Given exercise A —
Pull out every line of the listing below that contains the string "Task". Case counts.

Excerpted passage —
Let’s start the week with a quick update on Friday’s SOTD, “Top Down Analysis on the GBPUSD”. I tried to switch things up a bit by providing a step by step description of my trading considerations while leaving the final analysis and levels up to you, although bearish price/momentum divergences and fundamentals were implied.

Market developments since Monday have seen these bearish implications play out with risk seemingly coming back off the table. Strong Q2 results could prove to be an obstacle towards continued risk aversion though these earnings results tell more about the past than the road ahead. Considering the likelihood that Q2 profits may be driven by stimulus spending, census hiring, and businesses restocking inventories; sentiment seesawing back towards risk aversion is foreseeable. The expiry of the home-buyer tax credit and its negative effect on housing numbers, continued woes out of the US jobs market, and sovereign debt concerns in Europe are forward looking indications that slow growth and risk aversion may continue to headline markets in the coming quarter.

Source records —
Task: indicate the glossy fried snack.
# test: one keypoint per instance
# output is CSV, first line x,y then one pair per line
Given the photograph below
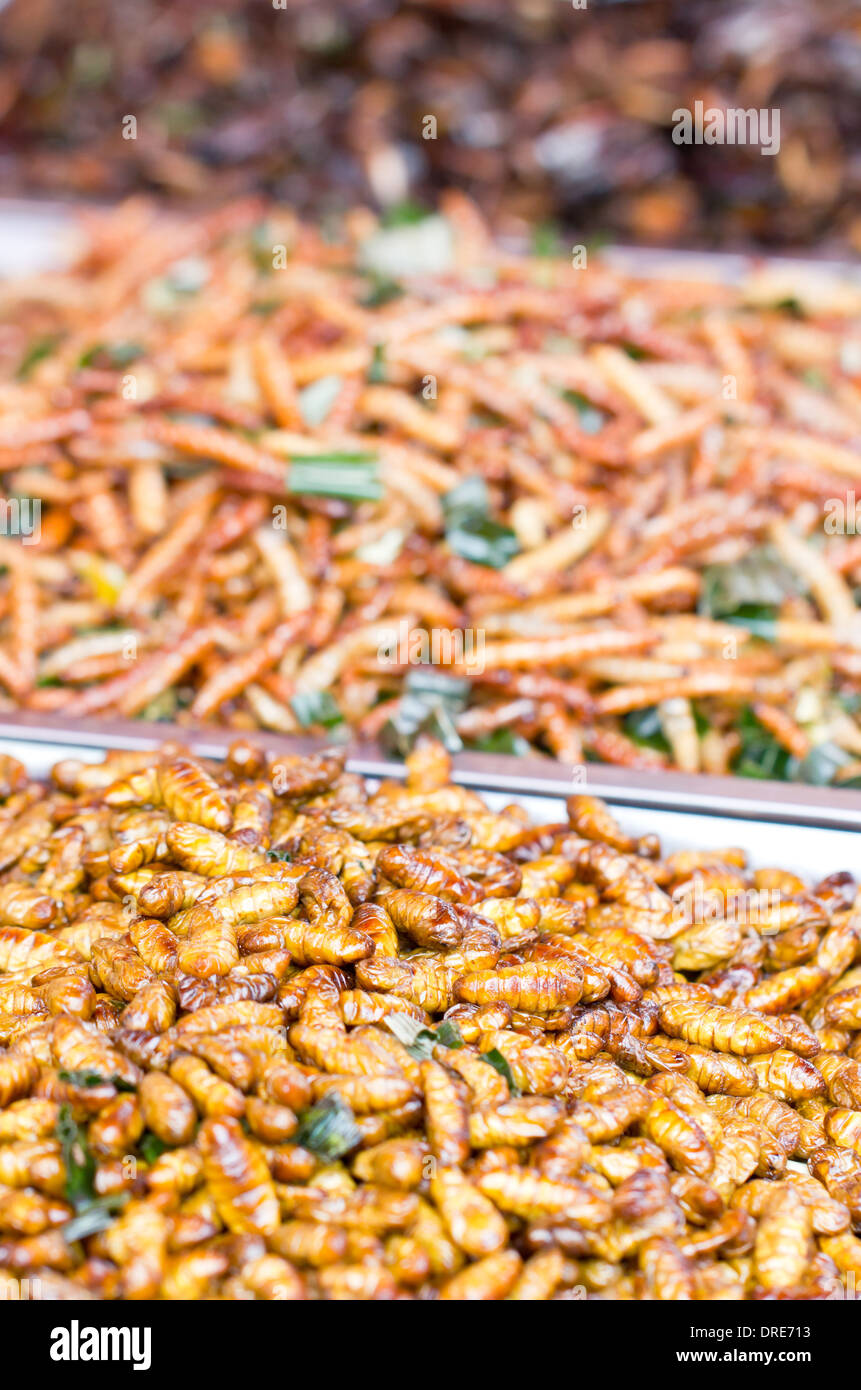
...
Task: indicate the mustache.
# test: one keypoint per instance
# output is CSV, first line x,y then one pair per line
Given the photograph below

Given exercise B —
Please continue the market commentary on the GBPUSD above, starting right after its final sentence.

Answer A —
Task: indicate the glossy fried snack.
Task: indicate the mustache.

Answer B —
Turning back to the charts, GBPUSD broke below the rectangle consolidation pattern and trendline support to a low near 1.4945. Early NY trading saw the pair test near 1.5075(50% retracement of the recent leg lower) and turn back to trade right back down to the figure. As Friday’s post provided the analysis but left the decisions to the readers, hopefully there were those who were able to take advantage of these moves from Sunday’s open on. The chart below outlines these moves and current levels. Trendline resistance on RSI has helped cap this recent correction higher. 1.5075 has proved to be a key level as the retest of the breakout level and coinciding fib level capped the aforementioned correction. Resistance should be seen into it, ahead of 1.5105(61.8% retracement level) with the 100 and 200 hr SMAs hovering slightly above into 1.5117 and 1.5124, respectively. On squeezes higher, I’d look for these levels to provide short term resistance and subsequent sell zones. Price projections on the rectangle consolidation break are for a move into 1.4925. Below 1.4925 may see 1.4875 hourly trendline support retested.